● INSTRUCTIONS TO FOLLOW:
Set down, in full, every record in the block.

● PROVIDED RECORDS:
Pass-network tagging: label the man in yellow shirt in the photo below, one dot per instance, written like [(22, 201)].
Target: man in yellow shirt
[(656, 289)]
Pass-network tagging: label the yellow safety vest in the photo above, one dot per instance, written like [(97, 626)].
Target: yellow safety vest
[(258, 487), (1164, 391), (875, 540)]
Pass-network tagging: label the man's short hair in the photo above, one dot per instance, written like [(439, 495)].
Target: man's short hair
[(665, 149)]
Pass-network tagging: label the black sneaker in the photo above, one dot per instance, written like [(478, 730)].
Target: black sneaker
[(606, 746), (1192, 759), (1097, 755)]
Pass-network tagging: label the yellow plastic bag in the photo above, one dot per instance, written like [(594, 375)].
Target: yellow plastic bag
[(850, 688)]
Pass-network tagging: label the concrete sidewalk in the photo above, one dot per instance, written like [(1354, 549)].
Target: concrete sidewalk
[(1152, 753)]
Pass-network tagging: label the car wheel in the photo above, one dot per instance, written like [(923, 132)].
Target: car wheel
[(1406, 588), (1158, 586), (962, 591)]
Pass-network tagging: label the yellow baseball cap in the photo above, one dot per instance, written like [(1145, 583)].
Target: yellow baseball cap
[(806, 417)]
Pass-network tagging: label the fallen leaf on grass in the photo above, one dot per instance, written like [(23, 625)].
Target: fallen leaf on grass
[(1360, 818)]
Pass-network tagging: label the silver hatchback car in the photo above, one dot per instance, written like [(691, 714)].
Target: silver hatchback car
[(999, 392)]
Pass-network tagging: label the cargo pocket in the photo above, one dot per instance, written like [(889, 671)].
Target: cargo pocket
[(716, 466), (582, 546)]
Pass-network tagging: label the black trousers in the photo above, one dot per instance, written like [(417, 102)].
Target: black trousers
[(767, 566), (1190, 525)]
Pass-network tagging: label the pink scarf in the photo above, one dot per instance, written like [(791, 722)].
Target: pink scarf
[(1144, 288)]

● COMPLETE ANSWER:
Pass-network tagging: label the man in yellow shirt in the photo below, one dot per instance, written like [(22, 201)].
Target: man in yellow shirt
[(656, 289)]
Pass-network tagging: label the yellow safety vest in the photo above, one dot per instance, written like [(97, 626)].
Target: yellow safety vest
[(258, 487), (1164, 391), (875, 540)]
Pass-network tagging: label the man's short hair in the photo above, one dot per instance, written like [(439, 495)].
Target: man's short hair
[(665, 149)]
Pass-network tagging: label the black sneaker in the photo above, one dot per instance, written like [(478, 730)].
Target: black sneaker
[(606, 746), (1192, 759), (1097, 755)]
Pass-network tagging: label the yellow plastic bag in the photo above, one dot per instance, written like [(594, 375)].
Target: yellow plastic bag
[(850, 688)]
Pass-network tagging: label the concrete sidewalk in the photo above, one dot per instance, written like [(1354, 549)].
Target: concrete sidewalk
[(1152, 753)]
Pass-network tagging: label the car wheel in the photo above, one dot per instance, written like [(923, 132)].
Target: car wheel
[(1406, 588), (1158, 586), (962, 591)]
Pass-network tagging: label the yellow baseball cap in the photo above, one dot per instance, written like [(1145, 583)].
Target: yellow baseball cap
[(806, 417)]
Pass-network tagging: label the fallen leaf on grass in the photo above, one dot per instance, written like [(23, 625)].
Target: fallen leaf on grass
[(1360, 818)]
Pass-network tagging: label the silver hatchback car in the photo above, one dot per instance, written like [(691, 714)].
Target: silver hatchback car
[(999, 392)]
Pass-network tagging: label the cargo pocket in the photo above, one dot per instance, written like [(889, 671)].
Target: cargo pocket
[(716, 466), (582, 546)]
Pass-network tagging: label the black trousers in the photo above, one dot per instance, written like [(417, 102)].
Target: black trousers
[(767, 566), (1190, 525)]
Pass-network tagging: label the pink scarf in the photo above, one dot per instance, written like [(791, 722)].
Target: pink scarf
[(1144, 288)]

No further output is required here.